======== Source information ========
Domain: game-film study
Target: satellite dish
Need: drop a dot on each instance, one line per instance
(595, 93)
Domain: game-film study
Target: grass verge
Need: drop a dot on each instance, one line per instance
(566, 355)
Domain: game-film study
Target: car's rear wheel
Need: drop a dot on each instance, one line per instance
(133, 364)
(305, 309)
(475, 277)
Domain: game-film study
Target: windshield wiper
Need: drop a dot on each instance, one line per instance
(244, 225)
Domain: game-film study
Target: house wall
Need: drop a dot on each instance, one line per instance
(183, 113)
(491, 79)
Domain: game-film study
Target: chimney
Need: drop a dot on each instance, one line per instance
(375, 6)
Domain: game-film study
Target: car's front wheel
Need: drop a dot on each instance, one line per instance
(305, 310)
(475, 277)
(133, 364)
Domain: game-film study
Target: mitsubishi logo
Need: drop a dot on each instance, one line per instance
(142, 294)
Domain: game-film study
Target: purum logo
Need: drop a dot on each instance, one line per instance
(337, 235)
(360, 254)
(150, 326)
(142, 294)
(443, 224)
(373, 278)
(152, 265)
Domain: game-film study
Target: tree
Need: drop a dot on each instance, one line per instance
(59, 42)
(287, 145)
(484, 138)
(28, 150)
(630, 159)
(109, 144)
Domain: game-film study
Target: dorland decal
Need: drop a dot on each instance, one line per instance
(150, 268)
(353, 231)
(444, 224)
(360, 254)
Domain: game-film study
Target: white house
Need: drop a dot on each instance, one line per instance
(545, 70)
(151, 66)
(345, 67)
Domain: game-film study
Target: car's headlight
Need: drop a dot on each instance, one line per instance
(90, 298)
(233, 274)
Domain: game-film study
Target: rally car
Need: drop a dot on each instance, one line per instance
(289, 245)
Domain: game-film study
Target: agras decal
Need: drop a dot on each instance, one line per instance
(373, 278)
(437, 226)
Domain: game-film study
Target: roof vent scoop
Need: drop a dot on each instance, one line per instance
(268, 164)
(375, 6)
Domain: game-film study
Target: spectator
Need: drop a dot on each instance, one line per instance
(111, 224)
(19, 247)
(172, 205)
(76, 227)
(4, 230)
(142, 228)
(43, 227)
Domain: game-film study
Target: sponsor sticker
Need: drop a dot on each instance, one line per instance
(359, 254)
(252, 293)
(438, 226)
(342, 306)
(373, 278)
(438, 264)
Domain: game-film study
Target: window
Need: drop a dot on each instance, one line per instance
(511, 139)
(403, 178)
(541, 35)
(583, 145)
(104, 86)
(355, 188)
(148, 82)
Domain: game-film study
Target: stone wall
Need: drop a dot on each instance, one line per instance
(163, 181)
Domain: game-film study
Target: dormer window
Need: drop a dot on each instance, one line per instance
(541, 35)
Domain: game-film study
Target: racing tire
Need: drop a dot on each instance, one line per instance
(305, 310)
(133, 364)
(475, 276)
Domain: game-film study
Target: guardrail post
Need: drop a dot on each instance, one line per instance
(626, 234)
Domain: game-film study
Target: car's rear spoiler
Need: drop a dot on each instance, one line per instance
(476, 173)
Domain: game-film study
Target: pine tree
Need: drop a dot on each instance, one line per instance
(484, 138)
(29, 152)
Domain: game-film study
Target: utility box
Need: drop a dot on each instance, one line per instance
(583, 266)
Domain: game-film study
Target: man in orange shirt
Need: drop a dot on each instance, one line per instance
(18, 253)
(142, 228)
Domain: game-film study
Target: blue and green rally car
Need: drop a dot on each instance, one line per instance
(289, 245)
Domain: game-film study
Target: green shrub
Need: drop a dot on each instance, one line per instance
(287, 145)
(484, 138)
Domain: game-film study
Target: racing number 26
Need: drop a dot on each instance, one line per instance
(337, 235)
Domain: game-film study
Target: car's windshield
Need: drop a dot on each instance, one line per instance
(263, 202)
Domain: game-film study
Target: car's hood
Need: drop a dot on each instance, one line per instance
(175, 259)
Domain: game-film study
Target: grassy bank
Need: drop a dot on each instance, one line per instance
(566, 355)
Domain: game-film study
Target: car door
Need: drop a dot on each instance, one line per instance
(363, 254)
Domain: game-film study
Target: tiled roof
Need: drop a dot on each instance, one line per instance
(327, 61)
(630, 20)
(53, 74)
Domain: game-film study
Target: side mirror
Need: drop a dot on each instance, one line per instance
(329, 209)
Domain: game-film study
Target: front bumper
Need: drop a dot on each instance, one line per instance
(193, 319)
========
The problem
All records are to be printed again, exactly and completely.

Response box
Domain: game-film study
Target: satellite dish
Need: drop a dot on each instance, one line per instance
(595, 93)
Domain: game-film study
Target: grass verge
Need: drop a dot on each instance, one line per instance
(566, 355)
Domain: game-film study
Target: car's rear wheel
Need: drop a dot on each instance, one line per instance
(133, 364)
(305, 309)
(475, 277)
Domain: game-film study
Target: windshield wiper
Need: drop a dot on each instance, one line per instance
(244, 225)
Domain: game-film study
Target: house wall
Need: drop a dot on each instance, one line per instance
(183, 113)
(491, 79)
Domain: game-film study
Target: chimney
Need: drop a dot on each instance, one line per instance
(375, 6)
Domain: game-film study
Target: car's front wheel
Need: drop a dot on each instance, one line per instance
(305, 310)
(475, 277)
(133, 364)
Domain: game-film study
Target: mitsubishi logo
Need: drop a dot on each instance, one line per instance
(142, 294)
Domain: game-film study
Target: purum logo
Need: drop a dot on each instance, one line per instance
(337, 235)
(360, 254)
(150, 326)
(142, 294)
(443, 224)
(373, 278)
(152, 265)
Domain: game-film study
Target: tree
Need: drop a dot on each instance, one line per instance
(59, 42)
(287, 145)
(484, 138)
(28, 150)
(630, 159)
(109, 144)
Domain: game-film study
Target: dorland decal
Need: drop a dot on each instance, one line per instance
(150, 268)
(353, 231)
(444, 224)
(360, 254)
Domain: game-film study
Target: white house
Need: drop a dot on each instance, one line per instance
(545, 70)
(151, 66)
(345, 67)
Domain: game-film study
Target: car's headlight
Need: drop a dot on each instance, one line per instance
(90, 298)
(233, 274)
Domain: game-film study
Target: rally car
Need: drop a dot on each instance, one line per instance
(289, 245)
Domain: game-film study
Target: agras decal
Need: drop a dot on each instance, one line per instance
(373, 278)
(437, 226)
Domain: game-film study
Target: roof vent scoop
Need: drop a dot on each instance, one line per instance
(268, 164)
(375, 6)
Domain: game-film study
Target: spectator
Need: drop a dot on each instance, one line per instance
(111, 224)
(19, 247)
(172, 205)
(76, 227)
(4, 230)
(142, 228)
(43, 227)
Domain: game-film study
Target: sponsor sticker
Need: drop a dot on each instance, one line per instance
(359, 254)
(252, 293)
(438, 226)
(342, 306)
(373, 278)
(438, 264)
Domain: game-film study
Target: window
Need: drop a dot on each instance, one line per instance
(511, 139)
(403, 178)
(541, 35)
(583, 145)
(104, 86)
(355, 188)
(148, 82)
Domain: game-film study
Target: stone wall
Need: drop a dot on each instance, one line per instance
(163, 181)
Domain: game-film study
Target: dormer window
Need: drop a dot on each instance, one line per instance
(541, 35)
Domain: game-film study
Target: racing tire
Need: drop a dot on each instance, one line per instance
(305, 310)
(133, 364)
(475, 276)
Domain: game-film study
Target: guardrail post
Need: drop a dot on each instance, one line per instance
(626, 234)
Domain: game-film study
Target: car's rear spoiler
Need: drop a dot on each instance, one line per instance
(476, 173)
Domain: game-film study
Target: pine tree
Need: drop a dot on each instance, one line per instance
(484, 138)
(29, 152)
Domain: game-film study
Target: utility box
Need: drop a dot on each instance, one line per instance
(583, 266)
Domain: game-film study
Target: man in orange shirt
Need: drop a dot on each instance, one line per instance
(18, 253)
(142, 228)
Domain: game-film study
Target: blue and green rally car
Need: drop a dot on each instance, one line per instance
(289, 245)
Domain: game-film study
Target: green shrub
Need: drop a dot on each instance, one line per instance
(287, 145)
(484, 138)
Domain: game-film study
Target: racing number 26
Need: drop a dot on each instance, one line per instance
(337, 235)
Domain: game-film study
Target: car's windshield
Need: drop a dot on each instance, one line per instance
(263, 202)
Domain: game-film study
Target: car's hood
Need: drop a dot on each instance, one line per instance
(175, 259)
Domain: game-film study
Target: grassy bank
Need: drop a dot on each instance, one line per instance
(566, 355)
Domain: game-film study
Target: car door
Need: drop a dot on each instance, one line per instance
(363, 254)
Domain: game-film study
Target: tiled roof
Need: drop a dot on each instance, one line per instance
(327, 61)
(630, 20)
(53, 74)
Domain: game-film study
Target: side mirror
Need: drop a dot on each instance, one line per instance
(329, 209)
Domain: game-film study
Target: front bumper
Need: drop a dot on each instance, one line per instance
(193, 319)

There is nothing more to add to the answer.